TEXT PROVIDED:
▼
Here are a few gems from this document:

  1. By 1933 Soviet scientists recognized that electromagnetic fields affected the human nervous system.  Indeed changes to the central (CNS) and autonomic (ANS) nervous system attributed to radio frequency radiation were frequently documented, as were additional effects as shown in Table 1. Frequencies from 30 MHz to 300 GH at both thermal (greater than 10 mW/cm2) and non-thermal (microW/cm2 to milliW/cm2) intensities were known to affect the CNS.
  2. The most disappointing aspect of the literature cited was the absence of information on the specific circumstances of the irradiation, characteristics of the environment and the conditions of the body exposed, which makes repetition of the studies difficult.
  3. Panov et al. (1966) proposed three chronological stages of human response to microwaves (Table 2).
    – The first stage is not marked by severe episodes such as fainting or dramatic changes in pulse or blood pressure and the subject responds to outpatient treatment.
    – The second stage is called the “syndrome of autonomic and vascular dystonia” and the key features include altered pulse including bradycardia (slow) and tachycardia (rapid), either high or low blood pressure, altered ECG and general neuro-circulatory asthenia.  Severe episodes (fainting) may occur and the subject requires hospitalization of unspecified nature or duration.
    – The third stage is called diencephalic syndrome in which visceral dysfunctions and crisis are observed.  Typical episodes include apathic embolic disorders, hypersomnia, hypokinesis, hypothalamo-pituitary-suprarenal weakness, and inhibition of sexual and digestive reflexes.  Panov claims these changes are not always reversible and that subjects require hospitalization.
▲
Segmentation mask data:
▼
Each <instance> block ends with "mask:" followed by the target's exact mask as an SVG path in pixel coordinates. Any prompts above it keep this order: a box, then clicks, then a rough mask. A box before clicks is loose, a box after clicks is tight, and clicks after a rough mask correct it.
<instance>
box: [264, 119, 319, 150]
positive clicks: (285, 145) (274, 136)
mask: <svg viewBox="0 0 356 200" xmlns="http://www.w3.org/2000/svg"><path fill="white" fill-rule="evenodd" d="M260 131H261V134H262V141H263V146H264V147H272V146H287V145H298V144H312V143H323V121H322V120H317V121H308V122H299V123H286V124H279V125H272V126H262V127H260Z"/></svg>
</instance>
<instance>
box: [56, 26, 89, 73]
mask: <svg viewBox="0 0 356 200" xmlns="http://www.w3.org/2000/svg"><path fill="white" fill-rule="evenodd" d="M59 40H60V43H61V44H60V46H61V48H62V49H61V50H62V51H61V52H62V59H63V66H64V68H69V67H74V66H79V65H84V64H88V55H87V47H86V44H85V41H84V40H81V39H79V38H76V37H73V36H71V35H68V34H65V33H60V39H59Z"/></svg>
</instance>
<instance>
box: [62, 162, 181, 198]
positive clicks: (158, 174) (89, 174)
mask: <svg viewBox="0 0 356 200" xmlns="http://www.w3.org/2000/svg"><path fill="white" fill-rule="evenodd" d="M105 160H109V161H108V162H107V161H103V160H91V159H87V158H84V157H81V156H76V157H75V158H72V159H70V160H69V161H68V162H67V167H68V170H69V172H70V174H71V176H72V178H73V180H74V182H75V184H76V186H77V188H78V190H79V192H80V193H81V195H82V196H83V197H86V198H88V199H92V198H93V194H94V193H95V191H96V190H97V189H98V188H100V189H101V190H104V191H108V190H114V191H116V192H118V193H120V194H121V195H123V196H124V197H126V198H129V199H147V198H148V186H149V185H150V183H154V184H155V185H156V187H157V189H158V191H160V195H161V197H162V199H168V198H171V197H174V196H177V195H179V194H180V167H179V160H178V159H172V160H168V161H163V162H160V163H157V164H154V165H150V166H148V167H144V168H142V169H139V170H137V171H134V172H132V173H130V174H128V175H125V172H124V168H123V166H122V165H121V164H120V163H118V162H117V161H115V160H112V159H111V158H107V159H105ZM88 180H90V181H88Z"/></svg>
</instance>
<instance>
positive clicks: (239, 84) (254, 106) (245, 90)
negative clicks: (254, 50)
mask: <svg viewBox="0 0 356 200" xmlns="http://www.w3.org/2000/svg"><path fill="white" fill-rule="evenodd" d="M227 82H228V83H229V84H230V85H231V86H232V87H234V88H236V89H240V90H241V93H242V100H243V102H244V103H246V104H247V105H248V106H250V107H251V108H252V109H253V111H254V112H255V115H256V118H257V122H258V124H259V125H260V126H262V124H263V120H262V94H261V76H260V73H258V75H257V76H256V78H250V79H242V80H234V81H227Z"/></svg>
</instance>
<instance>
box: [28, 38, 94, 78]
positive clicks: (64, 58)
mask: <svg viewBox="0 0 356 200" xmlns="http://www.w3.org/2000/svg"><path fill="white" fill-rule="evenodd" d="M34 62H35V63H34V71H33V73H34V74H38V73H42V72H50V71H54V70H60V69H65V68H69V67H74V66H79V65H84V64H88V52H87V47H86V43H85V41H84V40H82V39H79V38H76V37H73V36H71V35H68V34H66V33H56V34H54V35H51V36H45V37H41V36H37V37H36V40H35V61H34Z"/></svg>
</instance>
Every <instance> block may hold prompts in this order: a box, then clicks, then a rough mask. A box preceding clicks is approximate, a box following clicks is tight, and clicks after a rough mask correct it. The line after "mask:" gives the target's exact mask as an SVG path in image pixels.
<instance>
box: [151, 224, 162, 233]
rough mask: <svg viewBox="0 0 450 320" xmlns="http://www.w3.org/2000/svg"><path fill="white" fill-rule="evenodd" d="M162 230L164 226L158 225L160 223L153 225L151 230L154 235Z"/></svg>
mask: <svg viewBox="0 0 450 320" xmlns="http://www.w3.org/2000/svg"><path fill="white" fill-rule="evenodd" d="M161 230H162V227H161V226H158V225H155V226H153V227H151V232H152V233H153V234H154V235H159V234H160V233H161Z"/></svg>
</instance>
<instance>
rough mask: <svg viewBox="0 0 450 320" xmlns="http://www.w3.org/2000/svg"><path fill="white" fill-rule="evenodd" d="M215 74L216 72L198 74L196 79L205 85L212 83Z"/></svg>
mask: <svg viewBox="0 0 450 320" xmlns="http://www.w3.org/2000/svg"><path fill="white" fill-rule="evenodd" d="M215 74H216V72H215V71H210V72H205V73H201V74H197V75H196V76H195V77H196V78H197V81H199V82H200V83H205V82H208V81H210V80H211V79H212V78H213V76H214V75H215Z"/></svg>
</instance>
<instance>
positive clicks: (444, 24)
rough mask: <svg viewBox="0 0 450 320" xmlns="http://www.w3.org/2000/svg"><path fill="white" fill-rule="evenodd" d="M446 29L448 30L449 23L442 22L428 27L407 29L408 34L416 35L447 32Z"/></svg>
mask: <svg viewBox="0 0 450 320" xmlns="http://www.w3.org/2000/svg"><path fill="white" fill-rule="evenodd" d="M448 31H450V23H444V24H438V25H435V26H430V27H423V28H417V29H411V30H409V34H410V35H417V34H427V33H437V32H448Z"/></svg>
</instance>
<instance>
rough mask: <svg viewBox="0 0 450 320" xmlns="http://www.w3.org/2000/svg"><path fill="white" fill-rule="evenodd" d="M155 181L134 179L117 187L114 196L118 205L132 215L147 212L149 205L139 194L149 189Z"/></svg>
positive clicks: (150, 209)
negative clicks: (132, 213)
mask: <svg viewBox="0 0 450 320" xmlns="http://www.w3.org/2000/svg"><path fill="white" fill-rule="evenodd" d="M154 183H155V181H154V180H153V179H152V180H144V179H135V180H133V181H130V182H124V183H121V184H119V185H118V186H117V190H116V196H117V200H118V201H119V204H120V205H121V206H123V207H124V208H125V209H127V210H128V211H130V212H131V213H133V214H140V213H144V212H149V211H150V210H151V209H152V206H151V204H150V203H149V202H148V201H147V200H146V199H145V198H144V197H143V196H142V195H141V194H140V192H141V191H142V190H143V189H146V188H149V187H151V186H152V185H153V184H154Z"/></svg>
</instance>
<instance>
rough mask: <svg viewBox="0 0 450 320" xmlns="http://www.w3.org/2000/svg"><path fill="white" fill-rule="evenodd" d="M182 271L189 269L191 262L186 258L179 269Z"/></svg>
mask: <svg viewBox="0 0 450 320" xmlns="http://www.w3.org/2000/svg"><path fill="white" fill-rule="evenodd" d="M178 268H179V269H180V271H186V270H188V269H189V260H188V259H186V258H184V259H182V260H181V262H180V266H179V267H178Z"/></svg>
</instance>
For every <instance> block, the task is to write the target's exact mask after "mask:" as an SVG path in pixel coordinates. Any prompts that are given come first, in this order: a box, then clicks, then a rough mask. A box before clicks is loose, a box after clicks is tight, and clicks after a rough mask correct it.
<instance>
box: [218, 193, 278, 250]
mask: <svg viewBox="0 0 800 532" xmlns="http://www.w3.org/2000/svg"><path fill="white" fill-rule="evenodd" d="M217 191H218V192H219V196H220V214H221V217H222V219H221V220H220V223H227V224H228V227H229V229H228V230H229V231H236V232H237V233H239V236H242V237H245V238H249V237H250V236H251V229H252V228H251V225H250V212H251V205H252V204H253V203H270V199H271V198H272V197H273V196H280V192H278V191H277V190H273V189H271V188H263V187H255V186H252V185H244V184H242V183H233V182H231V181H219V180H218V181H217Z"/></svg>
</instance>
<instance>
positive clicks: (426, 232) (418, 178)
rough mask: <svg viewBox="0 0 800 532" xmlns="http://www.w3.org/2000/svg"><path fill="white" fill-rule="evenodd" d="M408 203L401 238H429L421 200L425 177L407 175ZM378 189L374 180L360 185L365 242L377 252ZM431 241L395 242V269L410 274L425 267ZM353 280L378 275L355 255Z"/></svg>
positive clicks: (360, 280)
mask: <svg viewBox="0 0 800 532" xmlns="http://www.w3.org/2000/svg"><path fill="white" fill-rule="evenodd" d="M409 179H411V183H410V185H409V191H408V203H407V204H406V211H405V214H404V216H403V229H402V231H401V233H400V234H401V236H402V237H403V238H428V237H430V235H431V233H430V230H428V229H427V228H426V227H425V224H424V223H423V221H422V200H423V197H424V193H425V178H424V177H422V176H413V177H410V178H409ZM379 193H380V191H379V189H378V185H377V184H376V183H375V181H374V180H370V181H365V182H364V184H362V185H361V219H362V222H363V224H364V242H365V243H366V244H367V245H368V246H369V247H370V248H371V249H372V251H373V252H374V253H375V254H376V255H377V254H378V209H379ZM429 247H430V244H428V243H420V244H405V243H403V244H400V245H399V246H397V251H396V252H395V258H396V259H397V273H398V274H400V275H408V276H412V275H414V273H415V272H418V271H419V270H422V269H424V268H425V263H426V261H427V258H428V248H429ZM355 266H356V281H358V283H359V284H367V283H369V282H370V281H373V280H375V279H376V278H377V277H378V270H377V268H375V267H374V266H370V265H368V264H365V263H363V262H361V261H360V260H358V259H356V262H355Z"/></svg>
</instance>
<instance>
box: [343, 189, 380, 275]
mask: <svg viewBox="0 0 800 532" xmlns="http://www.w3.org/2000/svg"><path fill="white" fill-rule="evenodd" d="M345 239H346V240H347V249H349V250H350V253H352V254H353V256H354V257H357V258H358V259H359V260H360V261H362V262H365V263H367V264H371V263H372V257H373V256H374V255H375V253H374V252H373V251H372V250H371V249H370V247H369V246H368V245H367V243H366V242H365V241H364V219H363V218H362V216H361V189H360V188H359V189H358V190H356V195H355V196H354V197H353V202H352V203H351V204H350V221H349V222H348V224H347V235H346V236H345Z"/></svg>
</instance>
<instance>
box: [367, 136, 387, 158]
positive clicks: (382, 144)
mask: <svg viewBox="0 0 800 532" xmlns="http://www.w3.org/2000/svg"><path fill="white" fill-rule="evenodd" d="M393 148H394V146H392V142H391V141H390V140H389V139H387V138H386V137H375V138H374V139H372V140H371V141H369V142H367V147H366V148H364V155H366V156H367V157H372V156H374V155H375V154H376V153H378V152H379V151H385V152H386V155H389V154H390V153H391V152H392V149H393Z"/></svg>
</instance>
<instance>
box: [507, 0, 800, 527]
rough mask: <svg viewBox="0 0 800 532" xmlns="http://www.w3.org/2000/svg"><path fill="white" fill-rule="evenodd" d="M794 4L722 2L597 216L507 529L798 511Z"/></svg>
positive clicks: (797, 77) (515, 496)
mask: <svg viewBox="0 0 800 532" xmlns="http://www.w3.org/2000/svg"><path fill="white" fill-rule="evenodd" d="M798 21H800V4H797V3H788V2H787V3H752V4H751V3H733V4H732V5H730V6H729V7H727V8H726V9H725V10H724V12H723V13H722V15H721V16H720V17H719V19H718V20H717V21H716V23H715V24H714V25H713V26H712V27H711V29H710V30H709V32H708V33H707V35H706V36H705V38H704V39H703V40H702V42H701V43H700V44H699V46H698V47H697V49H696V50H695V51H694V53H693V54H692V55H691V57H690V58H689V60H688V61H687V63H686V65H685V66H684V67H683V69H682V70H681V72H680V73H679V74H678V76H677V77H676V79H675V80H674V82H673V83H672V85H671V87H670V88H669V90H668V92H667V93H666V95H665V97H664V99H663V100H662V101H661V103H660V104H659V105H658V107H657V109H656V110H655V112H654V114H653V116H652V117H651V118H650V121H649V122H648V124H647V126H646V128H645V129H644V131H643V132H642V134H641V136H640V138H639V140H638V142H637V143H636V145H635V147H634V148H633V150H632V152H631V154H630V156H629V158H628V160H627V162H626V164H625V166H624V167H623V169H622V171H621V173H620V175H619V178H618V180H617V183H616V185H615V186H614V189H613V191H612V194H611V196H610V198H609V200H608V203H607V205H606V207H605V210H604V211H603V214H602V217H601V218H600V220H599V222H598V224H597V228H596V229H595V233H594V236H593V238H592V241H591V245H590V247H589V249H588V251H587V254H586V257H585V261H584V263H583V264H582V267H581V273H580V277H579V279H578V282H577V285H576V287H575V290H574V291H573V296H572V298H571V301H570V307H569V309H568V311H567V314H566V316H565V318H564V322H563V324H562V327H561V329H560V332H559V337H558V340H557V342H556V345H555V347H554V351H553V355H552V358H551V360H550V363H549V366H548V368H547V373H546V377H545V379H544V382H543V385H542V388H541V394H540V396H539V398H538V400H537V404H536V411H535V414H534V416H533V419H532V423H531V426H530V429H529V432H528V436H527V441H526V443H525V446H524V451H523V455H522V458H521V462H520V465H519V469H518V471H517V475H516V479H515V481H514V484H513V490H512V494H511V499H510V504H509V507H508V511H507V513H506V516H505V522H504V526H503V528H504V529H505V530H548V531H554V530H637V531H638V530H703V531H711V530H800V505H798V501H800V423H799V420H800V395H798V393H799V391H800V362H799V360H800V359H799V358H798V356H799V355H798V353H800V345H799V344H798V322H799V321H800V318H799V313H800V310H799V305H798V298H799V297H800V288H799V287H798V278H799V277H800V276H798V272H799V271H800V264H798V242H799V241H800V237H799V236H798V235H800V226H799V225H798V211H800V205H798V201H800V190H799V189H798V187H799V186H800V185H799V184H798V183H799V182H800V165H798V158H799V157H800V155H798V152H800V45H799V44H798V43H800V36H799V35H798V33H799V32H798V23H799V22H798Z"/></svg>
▲
ABOUT THIS TASK: Continue the excerpt on Soviet findings about microwaves and the human nervous system, beginning right after its description of Panov's third stage.

WRITTEN RESPONSE:
  4. The general subjective complaints resulting from EMR exposure shown in Table 3 resemble symptoms associated with electrohypersensitivity (EHS).
  5. Edelwejn (1966) found that the symptoms (Table 3) experienced by Polish personnel exposed to microwave radiation for up to six hours/day depended on the length of employment and degree of exposure. During the first three years, a dramatic response to microwave exposure accompanied by neurotic symptoms was reported.  This was followed by a gradual adaption phase and then, many years later, by the reappearance of neurologic symptoms. Soviet workers exposed to electric and magnetic fields near hydroelectric stations also complained of symptoms in Table 3.  Ospiov (1965) concluded that most subjective symptoms were reversible and that pathological damage to neural structures was insignificant.
  6. In one study, a larger percentage of subjects exposed to weak (1 to 100s microW/cm2) and moderate (100s microW/cm2) levels of EMR experienced symptoms than those who were sporadically exposed to intense levels (3000 to 4000 microW/cm2) (see Figure 1 below, note this figure is based on Table 4 of the original document).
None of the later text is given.